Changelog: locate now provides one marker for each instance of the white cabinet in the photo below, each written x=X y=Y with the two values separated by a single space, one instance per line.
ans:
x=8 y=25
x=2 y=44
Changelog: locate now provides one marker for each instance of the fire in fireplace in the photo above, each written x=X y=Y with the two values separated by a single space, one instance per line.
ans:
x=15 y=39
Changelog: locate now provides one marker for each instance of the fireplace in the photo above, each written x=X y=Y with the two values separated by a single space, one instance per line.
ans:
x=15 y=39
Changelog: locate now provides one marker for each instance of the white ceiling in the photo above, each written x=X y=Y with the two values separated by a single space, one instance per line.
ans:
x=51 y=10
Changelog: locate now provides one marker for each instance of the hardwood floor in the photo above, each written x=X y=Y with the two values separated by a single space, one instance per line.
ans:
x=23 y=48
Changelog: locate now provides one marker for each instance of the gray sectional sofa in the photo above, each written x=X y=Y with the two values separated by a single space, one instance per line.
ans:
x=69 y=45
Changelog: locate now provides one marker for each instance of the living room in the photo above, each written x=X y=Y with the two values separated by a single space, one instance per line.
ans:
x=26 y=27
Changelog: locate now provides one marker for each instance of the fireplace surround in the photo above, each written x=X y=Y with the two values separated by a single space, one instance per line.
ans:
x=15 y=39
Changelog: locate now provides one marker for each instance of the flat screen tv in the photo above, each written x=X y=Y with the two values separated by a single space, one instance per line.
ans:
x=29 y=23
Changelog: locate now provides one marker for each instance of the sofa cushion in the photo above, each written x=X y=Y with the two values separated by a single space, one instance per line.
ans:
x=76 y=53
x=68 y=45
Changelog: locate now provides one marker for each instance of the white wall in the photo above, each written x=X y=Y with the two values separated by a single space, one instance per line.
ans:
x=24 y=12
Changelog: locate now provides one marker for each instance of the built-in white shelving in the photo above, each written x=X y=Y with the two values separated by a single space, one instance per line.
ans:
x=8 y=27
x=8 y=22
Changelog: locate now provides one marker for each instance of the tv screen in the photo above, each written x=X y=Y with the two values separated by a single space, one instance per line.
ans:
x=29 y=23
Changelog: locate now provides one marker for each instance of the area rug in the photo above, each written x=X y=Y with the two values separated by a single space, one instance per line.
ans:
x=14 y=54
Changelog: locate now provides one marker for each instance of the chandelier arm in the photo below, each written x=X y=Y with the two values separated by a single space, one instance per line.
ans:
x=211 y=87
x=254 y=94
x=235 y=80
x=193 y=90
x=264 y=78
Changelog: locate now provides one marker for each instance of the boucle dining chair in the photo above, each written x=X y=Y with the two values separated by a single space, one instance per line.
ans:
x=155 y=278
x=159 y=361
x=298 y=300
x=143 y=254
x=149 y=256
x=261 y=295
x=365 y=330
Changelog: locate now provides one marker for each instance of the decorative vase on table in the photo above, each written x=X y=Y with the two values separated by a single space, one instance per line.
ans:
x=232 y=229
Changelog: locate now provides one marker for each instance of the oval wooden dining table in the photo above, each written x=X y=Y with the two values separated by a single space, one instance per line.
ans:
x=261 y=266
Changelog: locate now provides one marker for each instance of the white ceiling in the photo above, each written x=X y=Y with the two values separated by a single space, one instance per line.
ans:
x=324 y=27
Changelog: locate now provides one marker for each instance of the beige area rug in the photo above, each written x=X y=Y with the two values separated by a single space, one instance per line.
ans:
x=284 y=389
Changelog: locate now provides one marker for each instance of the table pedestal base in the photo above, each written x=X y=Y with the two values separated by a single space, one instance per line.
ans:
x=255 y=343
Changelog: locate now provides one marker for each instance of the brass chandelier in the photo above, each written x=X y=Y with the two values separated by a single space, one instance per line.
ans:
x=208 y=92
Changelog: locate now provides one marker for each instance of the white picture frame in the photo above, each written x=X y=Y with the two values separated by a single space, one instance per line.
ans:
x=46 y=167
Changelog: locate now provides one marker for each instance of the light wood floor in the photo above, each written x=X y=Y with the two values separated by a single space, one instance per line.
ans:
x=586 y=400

WHAT TO WORK ON:
Return the material exactly as it stands.

ANSWER SECTION:
Changelog: locate now provides one marker for each instance of the white cabinet in the photo below, each written x=X y=Y with the two values separated by a single space, one instance per line.
ans:
x=8 y=25
x=2 y=44
Changelog: locate now provides one marker for each instance of the fire in fireplace in the photo above, each written x=X y=Y with the two values separated by a single space, one instance per line.
ans:
x=15 y=39
Changelog: locate now provides one marker for each instance of the fireplace in the photo above, each written x=X y=Y with the two values separated by a single space, one instance per line.
ans:
x=15 y=39
Changelog: locate now provides one marker for each instance of the white ceiling in the photo above, each written x=X y=Y with the two values separated by a single space, one instance per line.
ans:
x=51 y=10
Changelog: locate now provides one marker for each instance of the hardwood floor in the photo above, each written x=X y=Y with the two values separated by a single space, one instance per line.
ans:
x=23 y=48
Changelog: locate now provides one marker for each instance of the gray sectional sofa in the photo above, each written x=X y=Y with the two values separated by a single space, one instance per line.
ans:
x=69 y=45
Changelog: locate now provides one marker for each instance of the living room in the photo above, each written x=X y=Y with the two values separated by a single space, one instance per line.
ans:
x=26 y=27
Changelog: locate now provides one marker for each instance of the fireplace surround in the photo above, each written x=X y=Y with the two values separated by a single space, one instance per line.
ans:
x=15 y=39
Changelog: locate now provides one marker for each instance of the flat screen tv in the photo above, each written x=X y=Y with the two values separated by a single space, one instance per line.
ans:
x=29 y=23
Changelog: locate now provides one marker for each instance of the sofa cushion in the photo above, each written x=X y=Y with the two values separated by a single space, one instance per line.
ans:
x=76 y=53
x=68 y=45
Changelog: locate now provides one marker for each instance of the white wall in the photo above, each written x=X y=Y with the two values separated by a single space, one instance per line.
ans:
x=24 y=12
Changelog: locate now provides one marker for each instance of the built-in white shelving in the photo above, each written x=X y=Y with the two values separated by a single space, one instance per line.
ans:
x=8 y=27
x=8 y=22
Changelog: locate now provides one marker for each instance of the tv screen in the photo above, each written x=X y=Y with the two values separated by a single space, one instance per line.
ans:
x=29 y=23
Changelog: locate now provides one marker for each instance of the area rug in the photo above, each written x=X y=Y with the two values separated by a single space, one instance per line.
ans:
x=14 y=54
Changelog: locate now provides one marker for each instance of the chandelier arm in the photo below, each written x=X y=Y with the two values separated by a single space, one instance per line.
ans:
x=211 y=87
x=254 y=94
x=235 y=80
x=193 y=90
x=264 y=78
Changelog: locate now provides one marker for each instance of the boucle dining chair in the photo above, each written x=X y=Y with the two values separated by a single space, one instance per line.
ans:
x=155 y=278
x=159 y=361
x=298 y=300
x=143 y=254
x=149 y=256
x=261 y=295
x=365 y=330
Changelog: locate now provides one marker for each instance of the decorative vase on table in the photo above, each written x=X y=Y with the two values separated by a single space, one instance per line.
ans:
x=232 y=229
Changelog: locate now provides one marker for each instance of the oval wooden dining table in the photo above, each written x=X y=Y with the two values separated by a single space, one instance per line.
ans:
x=261 y=266
Changelog: locate now provides one marker for each instance of the white ceiling in the photo above, each written x=X y=Y with the two values separated by a single space, one instance per line.
ans:
x=324 y=27
Changelog: locate now provides one marker for each instance of the beige area rug in the photo above, each written x=X y=Y with the two values separated by a single space, one instance per line.
ans:
x=284 y=389
Changelog: locate now provides one marker for each instance of the table pedestal base in the photo above, each written x=X y=Y with the two values separated by a single space, one instance per line.
ans:
x=255 y=343
Changelog: locate now provides one marker for each instance of the brass chandelier in the photo above, each written x=X y=Y with the two values separated by a single space, one instance per line.
ans:
x=208 y=92
Changelog: locate now provides one marker for each instance of the white picture frame in the photo above, each written x=X y=Y with the two values separated by a single space, one instance per line.
ans:
x=46 y=167
Changelog: locate now provides one marker for each instance of the light wood floor in the photo above, each written x=X y=Y with the two values separated by a single space, one instance per line.
ans:
x=586 y=400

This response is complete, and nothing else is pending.